- Problem
Look for "woman -> masks, each instance" in the entries below. Then write out exactly the line that holds it and every line after it, to the last, and nothing else.

(Dataset entries)
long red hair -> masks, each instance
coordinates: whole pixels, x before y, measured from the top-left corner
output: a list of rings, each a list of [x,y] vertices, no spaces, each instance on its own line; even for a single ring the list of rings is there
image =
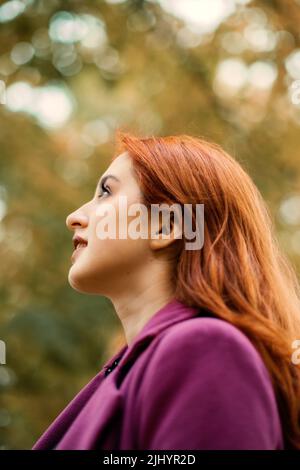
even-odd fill
[[[181,249],[175,295],[243,331],[273,381],[285,448],[300,449],[300,288],[274,235],[268,208],[250,176],[219,145],[178,135],[139,138],[120,129],[147,205],[204,204],[204,245]]]

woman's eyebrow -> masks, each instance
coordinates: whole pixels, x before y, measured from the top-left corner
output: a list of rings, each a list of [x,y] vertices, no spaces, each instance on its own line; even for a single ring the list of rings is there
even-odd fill
[[[117,178],[115,175],[109,174],[109,175],[102,176],[102,178],[99,180],[98,186],[103,185],[108,180],[108,178],[112,178],[115,181],[120,182],[119,178]]]

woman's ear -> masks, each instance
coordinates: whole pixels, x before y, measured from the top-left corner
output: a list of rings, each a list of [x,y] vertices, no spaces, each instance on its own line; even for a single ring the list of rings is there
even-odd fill
[[[151,228],[150,248],[152,250],[161,250],[182,238],[182,218],[178,216],[178,212],[168,211],[162,221],[159,218],[158,226],[151,225]]]

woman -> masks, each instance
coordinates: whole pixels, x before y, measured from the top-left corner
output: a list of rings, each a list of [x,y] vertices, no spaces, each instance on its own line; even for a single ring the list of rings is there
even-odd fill
[[[299,449],[299,285],[256,186],[202,139],[117,138],[99,189],[67,218],[69,282],[112,301],[126,344],[33,449]],[[103,236],[122,198],[147,208],[148,236]],[[191,207],[196,231],[204,204],[200,248],[186,249],[178,214],[149,231],[163,203]],[[128,214],[114,219],[123,232]]]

- Response for this exercise
woman -> masks, each instance
coordinates: whole pixels, x before y, measured from the top-left corner
output: a list of rings, each a list of [x,y] vertices, no spaces, each instance on its own line; even for a single ring the list of rings is there
even-odd fill
[[[299,449],[299,285],[256,186],[202,139],[117,138],[99,189],[67,218],[69,282],[112,301],[126,344],[33,449]],[[103,236],[122,198],[147,208],[148,236]],[[191,207],[196,231],[204,204],[200,248],[186,249],[178,214],[149,231],[163,203]],[[128,214],[114,219],[123,232]]]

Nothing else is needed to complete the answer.